GIVEN INSTRUCTION:
Set down all of the entries word for word, omitting the images they contain.

• • • • • • •

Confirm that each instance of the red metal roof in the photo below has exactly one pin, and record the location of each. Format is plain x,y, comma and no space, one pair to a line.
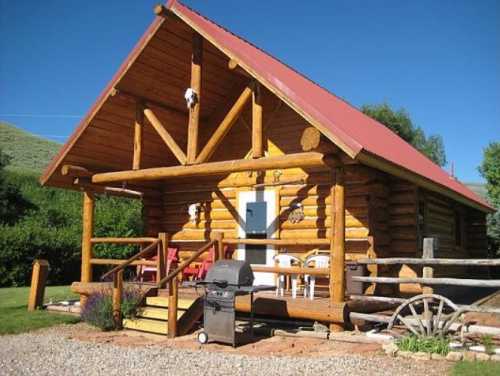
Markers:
354,130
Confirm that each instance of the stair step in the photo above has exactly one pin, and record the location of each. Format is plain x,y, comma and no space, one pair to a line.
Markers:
156,313
146,325
161,301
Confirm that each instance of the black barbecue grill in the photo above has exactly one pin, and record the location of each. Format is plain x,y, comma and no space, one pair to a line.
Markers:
225,280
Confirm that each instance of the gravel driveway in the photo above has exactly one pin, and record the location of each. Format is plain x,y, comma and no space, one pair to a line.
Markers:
51,352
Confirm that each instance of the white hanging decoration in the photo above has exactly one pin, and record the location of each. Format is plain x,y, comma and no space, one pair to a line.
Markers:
191,97
194,212
296,214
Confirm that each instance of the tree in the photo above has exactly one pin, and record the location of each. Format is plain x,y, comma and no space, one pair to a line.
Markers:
12,203
490,170
400,123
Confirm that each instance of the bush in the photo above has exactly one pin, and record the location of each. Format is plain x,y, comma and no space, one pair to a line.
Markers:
51,229
98,311
435,345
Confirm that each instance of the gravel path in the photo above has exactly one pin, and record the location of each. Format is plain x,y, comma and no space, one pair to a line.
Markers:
51,352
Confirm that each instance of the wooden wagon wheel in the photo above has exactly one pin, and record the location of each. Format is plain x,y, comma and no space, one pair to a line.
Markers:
426,315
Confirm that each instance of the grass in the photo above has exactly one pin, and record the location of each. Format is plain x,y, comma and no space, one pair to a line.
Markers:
14,318
433,345
476,369
28,151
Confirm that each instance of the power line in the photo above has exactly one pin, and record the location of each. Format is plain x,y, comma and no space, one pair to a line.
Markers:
64,116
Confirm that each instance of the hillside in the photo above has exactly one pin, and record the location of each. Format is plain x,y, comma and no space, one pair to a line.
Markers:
28,152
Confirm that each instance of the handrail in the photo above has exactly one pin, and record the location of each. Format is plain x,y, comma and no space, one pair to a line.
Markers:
145,251
123,240
428,261
185,263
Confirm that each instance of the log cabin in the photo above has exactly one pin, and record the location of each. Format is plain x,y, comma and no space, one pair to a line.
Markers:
224,143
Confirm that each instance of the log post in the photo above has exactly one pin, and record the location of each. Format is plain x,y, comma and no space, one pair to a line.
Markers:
257,136
87,231
194,112
428,253
38,279
173,290
138,139
337,247
117,298
161,271
219,246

• • • • • • •

ANSWER FOR THIS EXERCISE:
Confirm that each instance of the red metal roof in the photo below has exactly one pin, and record the location of each. Format is plain x,y, comma and no space, one pair to a line.
Markers:
354,130
Confirm that each instance of the stair step in the photo above has exactly one pin, and record the location of each. Format is plain x,y, comma and no space, one pair to a line.
Markers:
156,313
146,325
161,301
Confirm that each instance of the black barbecue grill in the photo above has exactly one pin, and record the location of each. Format is plain x,y, comma and no space, one pair to a line.
Markers:
225,280
Confirm that each instance of the gravel driveway in the photo above has exactly one pin, and record the location of each. Format is plain x,y, comma and no space, one pair to a line.
Markers:
51,352
Confirm that each instance of the white hanging decoration in the photo above has exactly one pin, and record the location of each. Format is plain x,y, comma and no space, one pair to a line.
Markers:
191,97
194,212
296,214
Confirm that each instance of the tree in the photo above has exactly one pin, and record the location of each. Format is plain x,y, comma and no space, one pair to a line.
Markers:
12,203
490,170
400,123
Confirm that each instance of the bush in the photo above has exactly one pin, and record the location of each. Format is plain x,y, comma and no space, one pair to a line.
Markers:
51,229
98,311
435,345
Confirm that each instance of the gravel path in the photo above has exactly one pin, and record the location of each. Format is plain x,y, comma and no space, one pair to a line.
Markers:
51,352
Confirm that each instance of the wooden wagon wheel in the photo above has exactly one pin, and record the location of each. Format is plain x,y, comma and no space, one pair to a line.
Markers:
426,315
Confirm that each instance of the grass in the photo above has exactly one pin, and record the location of each. Format is plain x,y, comma and no space, one pair to a line.
Markers:
14,318
433,345
476,369
28,151
Confirm that each instance of the power line in the photo above has exactly one pin, and record the location of each. Format is plain x,y, comma and no space, one pair to a line.
Markers:
64,116
Confirm that each instance of the hillside in the photo above has exactly one pin, and record the location of each. Format is plain x,y, comma and no space, one pair to a line.
Markers:
28,152
Confirm that each instance of the handrail in the photo above has exactly one pin, and record the location of each. Format is plain x,y, comma and no space, one pair to a line.
Markers:
145,251
123,240
428,261
185,263
Confirm that each instance of the log cabin in the photo above has exactly one pin, and record the location of each. Format is plain x,y, comma and no space, one pair to a line.
Markers:
224,143
Confirm that each instance of the log post in the photo above has exactly one pin, and record the location of each. Format is plain x,y, comma and no space, one pair to a line.
Markers:
257,136
87,231
194,112
428,253
38,279
173,290
138,139
337,247
117,298
161,271
219,246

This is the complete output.